The next 30-odd minutes of the film spent tracking down Rita’s identity could easily be a Nancy Drew mystery. At Winkie’s diner (on Sunset Boulevard), Rita sees “Diane” on a waitress’s name tag and it sparks her memory. She recalls a name: Diane Selwyn. There’s a D. Selwyn in the phone book; they leave her a message. Betty says, in another line you may not understand until you see the film again, “It seems strange to be calling yourself.”
Appealing as the actresses are, you sense that something isn’t right. The characters and plot seem contrived from the outset—who arrives at LAX and walks straight into a waiting cab? At the apartment, the girls rehearse Betty’s audition for a potboiler movie. The dialogue is so hackneyed, they burst out laughing. In the next scene, Betty walks into the audition—who lands an audition their second day in Hollywood? Fresh-faced Betty from Ontario shocks with her level of sexual intensity while saying the same lines we heard her laughing at an hour earlier.
Suddenly, the film pivots, and we begin to question what we’ve been seeing.
Betty and Rita find Selwyn’s apartment and break in to find the body of a woman. Rita panics, convinced that the same killers are after her. Betty disguises her in a blond wig. The two look like sisters. (There are several blond women who look like projections of Diane: Betty, of course; a blond actress at Betty’s audition; two blond waitresses at Winkie’s, Betty and Diane; and, perhaps most sinister, an unnamed blond hooker seen with a pimp who Diane later hires as a hit man. The waitresses and hooker may be Diane’s suppressed memories of how she supported herself.)
Then comes another jolt: a sudden, torrid love scene that nothing up to this point has prepared us for. They sleep, but Rita wakes Betty, repeating the word “silencio.” Rita puts on her blond wig and the girls flag down a cab at 2 a.m. (and who gets a cab in L.A. at two in the morning?). A Lynchian Easter egg: On a utility pole outside their apartment, a small poster reads, “Hollywood is Hell.” They’re headed to Club Silencio, located in a desolate part of L.A., and, in Salon, Greil Marcus wrote, “… an all-night lip-synch palace, the dank, rotting theater is pure Hollywood: street level skag Hollywood. A few junkies, alcoholics, and other insomniacs dot the seats. A man appears and announces the concept—everything is taped.” This is the famous “No hay banda”—there is no band.
---+---
▶ Exercise prompt
Reproduce the film commentary word for word from "Betty and Rita" to "she supported herself.)". Rely only on the film commentary above.
---+---
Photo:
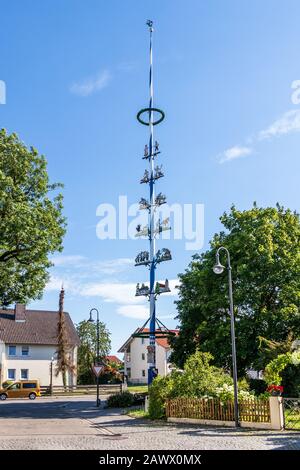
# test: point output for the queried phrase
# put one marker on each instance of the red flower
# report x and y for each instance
(276, 388)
---+---
▶ Exercise response
Betty and Rita find Selwyn’s apartment and break in to find the body of a woman. Rita panics, convinced that the same killers are after her. Betty disguises her in a blond wig. The two look like sisters. (There are several blond women who look like projections of Diane: Betty, of course; a blond actress at Betty’s audition; two blond waitresses at Winkie’s, Betty and Diane; and, perhaps most sinister, an unnamed blond hooker seen with a pimp who Diane later hires as a hit man. The waitresses and hooker may be Diane’s suppressed memories of how she supported herself.)